- [SET TASK 1]
Reproduce the records verbatim, starting at the line that contains "Would you kindly indicate the hiker" and continuing through the end of the records, with both ends included. Omit the pictures from your output.

# CLIP-JAX demo

In [None]:
from dataclasses import dataclass, field, asdict
from typing import Any, Mapping
from clip_jax import CLIPModel
from clip_jax.partitions import logical_axis_rules
from jax.experimental.mesh_utils import create_device_mesh
from jax.sharding import Mesh, PartitionSpec, NamedSharding
import jax
import jax.numpy as jnp
from functools import partial
from jax.sharding import PartitionSpec
from jax.experimental.pjit import pjit, with_sharding_constraint
import json
from flax.traverse_util import flatten_dict
from clip_jax.utils import load_config, count_params
import flax.linen as nn

## Create a model

In [None]:
@dataclass
class CLIPConfig:
    projection_dim: int
    text_config: Mapping[str, Any] = field(default_factory=dict)
    vision_config: Mapping[str, Any] = field(default_factory=dict)

In [None]:
config = CLIPConfig(
    projection_dim=128,
    text_config={
        "vocab_size": 50000,
        "hidden_size": 256,
        "max_position_embeddings": 80,
        "num_layers": 2,
        "use_rmsnorm": True,
        "ln_type": "normformer",
        "num_heads": 8,
        "position_embedding_type": "rotary",
        "use_causal_mask": True,
        "mlp_dim": 512,
        "activations": ("relu", "linear"),
    },
    vision_config={
        "image_size": 256,
        "hidden_size": 256,
        "patch_size": 16,
        "num_layers": 2,
        "use_rmsnorm": True,
        "ln_type": "normformer",
        "num_heads": 8,
        "use_causal_mask": False,
        "mlp_dim": 512,
        "activations": ("relu", "linear"),
    },
)

- [SET TASK 2]
In the CLIP-JAX demo, what patch size does the vision configuration set?

- [PROVIDED INFORMATION]
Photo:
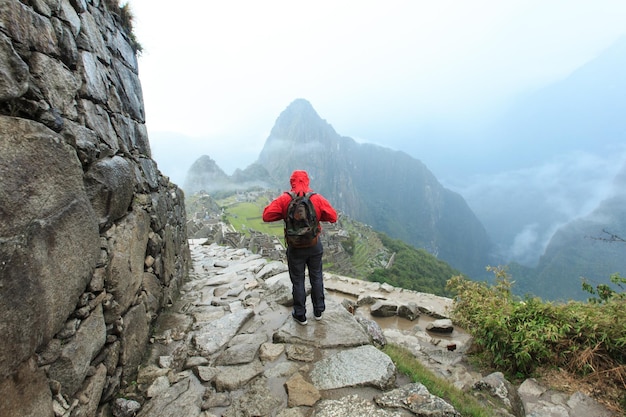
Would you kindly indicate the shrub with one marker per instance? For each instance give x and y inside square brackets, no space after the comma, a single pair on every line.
[519,335]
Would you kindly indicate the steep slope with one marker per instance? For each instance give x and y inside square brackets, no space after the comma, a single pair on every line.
[205,175]
[387,189]
[577,250]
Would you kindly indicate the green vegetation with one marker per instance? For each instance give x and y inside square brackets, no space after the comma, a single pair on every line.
[369,251]
[414,269]
[126,17]
[520,336]
[463,402]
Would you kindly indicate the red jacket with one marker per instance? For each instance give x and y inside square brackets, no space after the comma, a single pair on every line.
[277,209]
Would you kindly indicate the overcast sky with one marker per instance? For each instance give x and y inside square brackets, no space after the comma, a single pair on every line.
[220,72]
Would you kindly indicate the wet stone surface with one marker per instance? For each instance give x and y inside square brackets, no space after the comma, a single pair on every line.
[229,347]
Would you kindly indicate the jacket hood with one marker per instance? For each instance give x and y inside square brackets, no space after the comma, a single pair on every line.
[300,182]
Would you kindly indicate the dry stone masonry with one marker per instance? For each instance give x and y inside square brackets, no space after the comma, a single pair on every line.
[92,236]
[103,313]
[229,347]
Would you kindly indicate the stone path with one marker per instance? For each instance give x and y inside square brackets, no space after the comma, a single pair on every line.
[229,347]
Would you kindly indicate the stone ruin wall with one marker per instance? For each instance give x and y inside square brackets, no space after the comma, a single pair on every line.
[92,235]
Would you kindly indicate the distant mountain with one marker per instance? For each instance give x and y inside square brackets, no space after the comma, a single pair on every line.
[206,175]
[389,190]
[580,249]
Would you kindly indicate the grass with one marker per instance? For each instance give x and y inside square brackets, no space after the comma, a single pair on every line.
[409,365]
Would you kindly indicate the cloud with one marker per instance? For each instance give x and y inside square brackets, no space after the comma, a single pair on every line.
[522,209]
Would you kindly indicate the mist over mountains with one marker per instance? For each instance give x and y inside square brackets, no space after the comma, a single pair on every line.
[552,158]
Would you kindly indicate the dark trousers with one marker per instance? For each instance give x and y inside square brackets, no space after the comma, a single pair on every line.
[298,260]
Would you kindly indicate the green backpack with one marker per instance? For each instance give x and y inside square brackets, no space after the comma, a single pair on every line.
[301,225]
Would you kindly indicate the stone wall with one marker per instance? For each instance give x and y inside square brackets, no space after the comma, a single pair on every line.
[92,236]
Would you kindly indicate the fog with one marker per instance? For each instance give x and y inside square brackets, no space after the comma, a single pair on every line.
[481,92]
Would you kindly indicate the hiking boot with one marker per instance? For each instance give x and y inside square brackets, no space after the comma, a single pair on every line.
[299,319]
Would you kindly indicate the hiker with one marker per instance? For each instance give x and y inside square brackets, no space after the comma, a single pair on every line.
[303,254]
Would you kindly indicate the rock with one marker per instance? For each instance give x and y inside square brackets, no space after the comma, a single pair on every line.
[502,390]
[210,338]
[160,385]
[346,331]
[418,400]
[231,378]
[373,330]
[352,405]
[257,400]
[361,366]
[184,398]
[440,326]
[269,352]
[409,311]
[301,392]
[125,408]
[384,308]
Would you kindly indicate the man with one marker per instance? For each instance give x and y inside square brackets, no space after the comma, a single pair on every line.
[300,258]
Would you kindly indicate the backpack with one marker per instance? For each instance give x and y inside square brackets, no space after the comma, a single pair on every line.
[301,225]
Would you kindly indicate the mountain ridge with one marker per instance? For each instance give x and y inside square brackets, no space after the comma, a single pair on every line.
[363,180]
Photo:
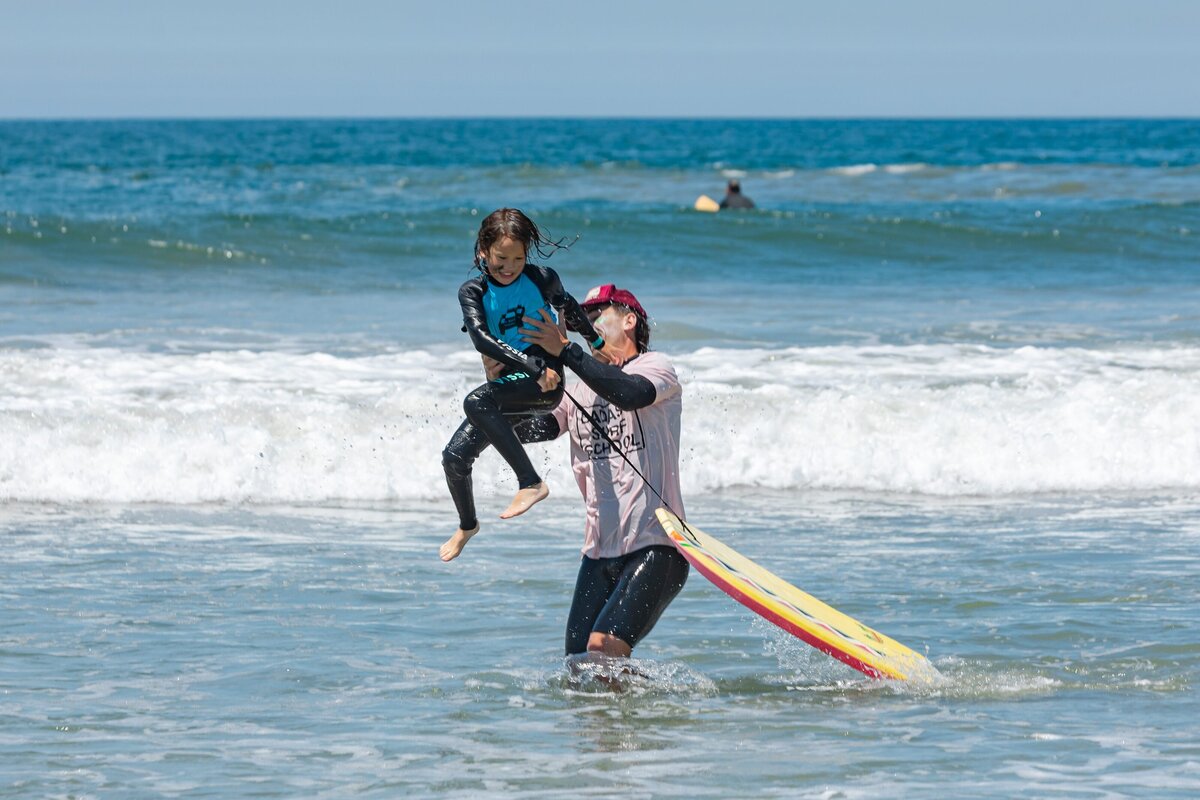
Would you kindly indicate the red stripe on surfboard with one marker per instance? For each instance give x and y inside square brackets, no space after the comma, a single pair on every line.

- [CORRECT ANSWER 1]
Would you kindly indicate the hiker with one marker per instance? For each instance give x and y inside square brackets, no space after the comma, a single pair on every line.
[303,254]
Would you kindly indicate the rock with one marker per instance? For each instance give x and y inside square brackets, no space after the comma, a single pair on every line.
[502,390]
[210,338]
[160,385]
[346,331]
[418,400]
[231,378]
[373,330]
[352,405]
[257,400]
[361,366]
[184,398]
[440,326]
[269,352]
[409,311]
[301,392]
[125,408]
[384,308]
Would you kindly indicate the man with one marker per instance? For each instance give x and y inside square brackets, no space after the comma, a single pair on every line.
[300,258]
Would you kindly indicate the backpack with one marker per instance? For each instance give x and y inside square brackets, no space after the comma, a single pair on every line.
[301,225]
Would you kindly indicate the mountain ridge with one marker per instance? For each instance give x and y inside square brackets, no space after the comma, a single pair on every line.
[363,180]
Photo:
Would you kindly indicate the red stripe on surfboard with one marker per instance? For each instance give x and y inside square brackets, no space after the comma, a single pair on every line.

- [CORRECT ANSWER 2]
16